[Lines of data]
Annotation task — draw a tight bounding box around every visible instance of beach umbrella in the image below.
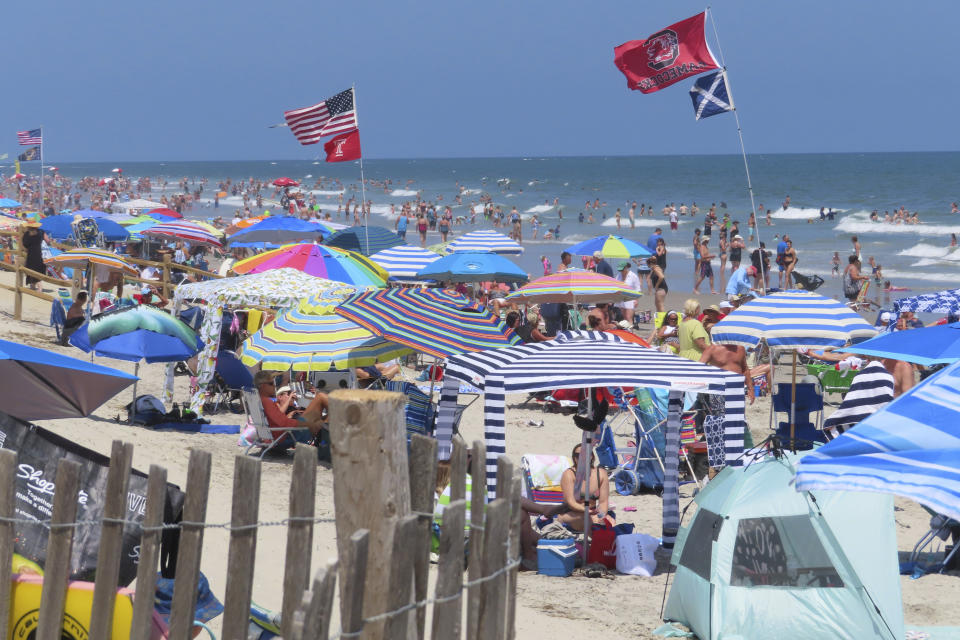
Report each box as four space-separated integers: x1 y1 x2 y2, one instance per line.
0 340 136 420
893 289 960 314
240 309 411 371
447 230 523 256
567 235 653 260
796 356 960 520
46 248 140 277
40 213 130 242
147 207 183 220
323 225 404 256
227 216 332 247
233 244 390 287
836 322 960 367
334 287 520 358
417 251 529 282
70 305 203 401
710 290 877 440
507 269 643 304
141 220 223 247
370 244 440 280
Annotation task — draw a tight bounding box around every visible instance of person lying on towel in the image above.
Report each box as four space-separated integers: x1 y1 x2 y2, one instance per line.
253 371 329 446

» Task prompt
Can you reproduce all of the records above word for word, omitting the pictures?

» Task output
Annotation task — draw a tight bounding box around every visible instance of beach umbrella in the image below.
Report each box as four space-separated integers: x1 y1 x2 y2, one instance per line.
0 340 136 420
893 289 960 314
240 309 411 371
447 230 523 256
567 235 653 260
796 356 960 520
46 248 140 277
40 213 130 242
147 207 183 220
323 225 404 256
227 216 332 247
233 244 390 287
836 322 960 367
334 287 520 358
417 251 529 282
70 305 203 401
710 290 877 440
507 269 643 304
141 220 223 247
370 244 440 280
Annotation task — draw a tight bounding box around every visible instance of person lying on towel in the image above.
Report each box as four space-separated integers: x1 y1 x2 y2, one instance per line.
253 371 329 446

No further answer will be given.